> **Request 1**
According to the news report on Ramapo's nonprofit funding, which organization received the most funding?
— BEGIN Document passage —
March 9, 2014; Journal News

Is it possible for a nonprofit to do too good a job advocating for its cause and clients? Or is effective advocacy really good old-fashioned political payback? That’s the question that comes to mind from this report in the Journal News in upstate New York.

The paper says that a group of candidates who unsuccessfully ran against incumbents in the fall claim that the Ramapo town administration is giving a disproportionate share of funding to nonprofits serving the region’s large ultra-Orthodox and Hasidic communities.

According to Preserve Rockland, and in documents obtained by the Journal News, nearly 80 percent of the town’s funding for nonprofits for 2014 had been allocated to organizations based in the villages of Monsey, New Square, and Kaser, all heavily populated by ultra-Orthodox and Hasidic Jews, who comprise about 25 percent of the town’s total population.

In 2011, 2012, and 2013, Orthodox organizations received about 60 percent of the town’s total nonprofit funding, a pattern that became more obvious this year as Ramapo cut back allocations for other organizations to cope with its financial crunch. The paper reports that funding for non-Orthodox organizations was reduced or cut, while distributions for Orthodox organizations were left intact.

The candidates questioned the fairness of the funding distribution. The town board responded that it decided on a case-by-case basis, and unanimously approved the allocation of funds at its December 11th meeting.

The organization that received the most funding is the Rockland Opportunity Development Association, an anti-poverty nonprofit in Kaser. It received more than 25 percent of the town’s total nonprofit funding of $392,500 for this year. It works almost exclusively in the Orthodox Jewish community.
— END Document passage —
— BEGIN Material for this exercise —
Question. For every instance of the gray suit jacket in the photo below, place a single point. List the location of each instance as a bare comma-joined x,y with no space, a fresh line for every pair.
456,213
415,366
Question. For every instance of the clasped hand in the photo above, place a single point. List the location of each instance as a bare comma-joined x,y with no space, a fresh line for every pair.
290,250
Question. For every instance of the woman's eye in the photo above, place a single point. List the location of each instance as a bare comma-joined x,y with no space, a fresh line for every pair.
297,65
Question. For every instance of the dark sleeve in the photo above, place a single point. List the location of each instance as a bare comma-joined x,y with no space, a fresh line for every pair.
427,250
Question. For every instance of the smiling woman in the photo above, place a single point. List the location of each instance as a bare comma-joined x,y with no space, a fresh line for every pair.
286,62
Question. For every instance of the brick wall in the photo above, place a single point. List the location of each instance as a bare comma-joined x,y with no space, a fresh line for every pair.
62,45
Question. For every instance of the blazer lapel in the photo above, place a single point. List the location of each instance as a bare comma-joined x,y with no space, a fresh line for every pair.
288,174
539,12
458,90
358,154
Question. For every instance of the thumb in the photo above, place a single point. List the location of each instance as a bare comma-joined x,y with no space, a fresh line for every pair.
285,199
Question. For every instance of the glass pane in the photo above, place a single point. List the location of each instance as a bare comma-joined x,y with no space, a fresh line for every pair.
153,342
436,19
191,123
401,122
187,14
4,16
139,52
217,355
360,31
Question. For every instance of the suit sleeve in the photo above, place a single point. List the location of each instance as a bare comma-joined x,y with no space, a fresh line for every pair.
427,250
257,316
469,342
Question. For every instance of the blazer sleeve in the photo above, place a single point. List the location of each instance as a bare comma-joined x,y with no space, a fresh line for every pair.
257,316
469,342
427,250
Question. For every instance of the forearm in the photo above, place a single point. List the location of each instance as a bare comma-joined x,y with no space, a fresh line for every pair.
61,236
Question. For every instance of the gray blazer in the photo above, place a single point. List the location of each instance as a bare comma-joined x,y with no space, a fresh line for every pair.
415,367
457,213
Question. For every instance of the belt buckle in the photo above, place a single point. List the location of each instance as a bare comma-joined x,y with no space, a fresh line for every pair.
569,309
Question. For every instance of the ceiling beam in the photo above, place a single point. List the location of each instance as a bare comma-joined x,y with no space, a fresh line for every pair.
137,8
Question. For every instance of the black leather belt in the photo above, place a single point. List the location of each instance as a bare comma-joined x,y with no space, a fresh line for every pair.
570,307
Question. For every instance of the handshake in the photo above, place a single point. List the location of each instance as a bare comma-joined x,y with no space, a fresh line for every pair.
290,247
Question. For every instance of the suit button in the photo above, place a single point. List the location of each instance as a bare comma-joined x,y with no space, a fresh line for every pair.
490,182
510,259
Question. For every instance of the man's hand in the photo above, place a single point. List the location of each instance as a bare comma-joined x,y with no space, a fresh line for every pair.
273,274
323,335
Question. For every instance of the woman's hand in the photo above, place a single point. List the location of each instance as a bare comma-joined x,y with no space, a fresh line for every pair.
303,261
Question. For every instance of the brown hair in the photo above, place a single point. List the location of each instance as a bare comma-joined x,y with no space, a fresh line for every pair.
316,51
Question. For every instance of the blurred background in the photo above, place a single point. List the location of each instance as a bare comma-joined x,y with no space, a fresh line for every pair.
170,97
— END Material for this exercise —
> **Request 2**
Find each line in the records above that contains the string "suit" and copy those lines. Case matters.

> **Written solution 1**
The Rockland Opportunity Development Association, an anti-poverty nonprofit in Kaser.

> **Written solution 2**
Question. For every instance of the gray suit jacket in the photo below, place a single point. List the location of each instance as a bare comma-joined x,y with no space, a fresh line for every pair.
Question. For every instance of the suit sleeve in the photo above, place a single point. List the location of each instance as a bare comma-joined x,y with no space, a fresh line for every pair.
Question. For every instance of the suit button in the photo above, place a single point. List the location of each instance as a bare comma-joined x,y with no space, a fresh line for every pair.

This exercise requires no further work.